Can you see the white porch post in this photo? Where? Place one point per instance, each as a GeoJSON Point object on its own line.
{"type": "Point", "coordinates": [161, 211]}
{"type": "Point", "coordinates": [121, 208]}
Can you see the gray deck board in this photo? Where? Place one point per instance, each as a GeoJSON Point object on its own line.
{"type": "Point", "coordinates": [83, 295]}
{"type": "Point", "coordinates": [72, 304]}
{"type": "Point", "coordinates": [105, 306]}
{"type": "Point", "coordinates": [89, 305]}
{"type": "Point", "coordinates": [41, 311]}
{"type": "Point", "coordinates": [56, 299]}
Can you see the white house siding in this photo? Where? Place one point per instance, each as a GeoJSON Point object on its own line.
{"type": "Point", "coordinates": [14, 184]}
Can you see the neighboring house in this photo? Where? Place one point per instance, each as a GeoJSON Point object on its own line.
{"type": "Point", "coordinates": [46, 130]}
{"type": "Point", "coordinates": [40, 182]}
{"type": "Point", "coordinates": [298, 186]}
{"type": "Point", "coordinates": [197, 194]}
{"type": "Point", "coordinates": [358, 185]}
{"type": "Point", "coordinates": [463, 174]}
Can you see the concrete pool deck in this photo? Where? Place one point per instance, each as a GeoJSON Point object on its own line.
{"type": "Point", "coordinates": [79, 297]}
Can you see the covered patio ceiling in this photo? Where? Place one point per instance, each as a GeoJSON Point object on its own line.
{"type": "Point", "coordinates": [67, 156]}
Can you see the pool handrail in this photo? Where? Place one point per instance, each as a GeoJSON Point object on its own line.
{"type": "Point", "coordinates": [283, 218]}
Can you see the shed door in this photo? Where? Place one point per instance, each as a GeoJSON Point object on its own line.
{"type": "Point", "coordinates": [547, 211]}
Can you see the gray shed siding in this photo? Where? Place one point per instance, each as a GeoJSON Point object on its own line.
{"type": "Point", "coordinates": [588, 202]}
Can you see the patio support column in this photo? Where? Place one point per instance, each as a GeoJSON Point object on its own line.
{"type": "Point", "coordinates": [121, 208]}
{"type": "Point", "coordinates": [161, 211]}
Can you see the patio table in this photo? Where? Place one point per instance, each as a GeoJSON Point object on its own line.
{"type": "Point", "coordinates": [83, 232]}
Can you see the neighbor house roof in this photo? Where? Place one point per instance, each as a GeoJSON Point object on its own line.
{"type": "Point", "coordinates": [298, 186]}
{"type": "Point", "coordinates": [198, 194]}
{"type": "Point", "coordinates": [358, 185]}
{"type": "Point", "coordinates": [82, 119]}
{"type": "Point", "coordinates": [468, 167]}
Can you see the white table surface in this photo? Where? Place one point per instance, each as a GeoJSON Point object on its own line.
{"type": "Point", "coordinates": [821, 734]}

[PROBLEM DETAILS]
Put every line of the material above into a numbered list, leaving out any blank lines.

[EXERCISE ANSWER]
1. Can you see the white porch post in this photo? Where? Place one point per instance, each as a GeoJSON Point object on its own line.
2. {"type": "Point", "coordinates": [161, 211]}
3. {"type": "Point", "coordinates": [121, 208]}
4. Can you see the gray deck board in this photo? Where? Place one point per instance, each as a GeoJSON Point object on its own line.
5. {"type": "Point", "coordinates": [83, 295]}
6. {"type": "Point", "coordinates": [72, 304]}
7. {"type": "Point", "coordinates": [105, 306]}
8. {"type": "Point", "coordinates": [89, 305]}
9. {"type": "Point", "coordinates": [41, 311]}
10. {"type": "Point", "coordinates": [56, 299]}
11. Can you see the white house siding in this photo? Where? Place one point per instance, each as a GeoJSON Point object on its own line.
12. {"type": "Point", "coordinates": [14, 184]}
13. Can you see the neighboring house in this photo? Where? Place one point per instance, each as a GeoJSON Point object on its own line.
14. {"type": "Point", "coordinates": [46, 130]}
15. {"type": "Point", "coordinates": [40, 182]}
16. {"type": "Point", "coordinates": [298, 186]}
17. {"type": "Point", "coordinates": [197, 194]}
18. {"type": "Point", "coordinates": [358, 185]}
19. {"type": "Point", "coordinates": [463, 174]}
20. Can you see the concrete pool deck in this photo? Where? Place one point per instance, each as a GeoJSON Point object on its own line.
21. {"type": "Point", "coordinates": [79, 297]}
22. Can you see the covered patio ceiling in this photo? Where? Place one point per instance, each as a GeoJSON Point object on its own line.
23. {"type": "Point", "coordinates": [67, 156]}
24. Can you see the pool handrail in this photo? Where? Place one point per instance, each as a GeoJSON Point object on its own line.
25. {"type": "Point", "coordinates": [283, 218]}
26. Can you see the shed door in this photo? Where? Place one point per instance, each as a GeoJSON Point object on its own line.
27. {"type": "Point", "coordinates": [547, 211]}
28. Can you see the gray shed siding in this photo? Where? Place one point per instance, each as a GeoJSON Point object on its own line.
29. {"type": "Point", "coordinates": [588, 202]}
30. Can you see the patio support column in this photo? Where? Place one point per instance, each as a GeoJSON Point object on its own line.
31. {"type": "Point", "coordinates": [121, 208]}
32. {"type": "Point", "coordinates": [161, 211]}
33. Can you see the patio table in this photo? Where? Place one point per instance, each as a GeoJSON Point object on its own line.
34. {"type": "Point", "coordinates": [83, 232]}
35. Can you see the neighbor house roof in this photo? Where? Place one point per instance, each as a GeoJSON Point object on its own line.
36. {"type": "Point", "coordinates": [298, 186]}
37. {"type": "Point", "coordinates": [198, 194]}
38. {"type": "Point", "coordinates": [358, 185]}
39. {"type": "Point", "coordinates": [82, 119]}
40. {"type": "Point", "coordinates": [468, 167]}
41. Can you see the white table surface in this photo? Where? Place one point per instance, each as a GeoJSON Point object on its own line.
42. {"type": "Point", "coordinates": [821, 734]}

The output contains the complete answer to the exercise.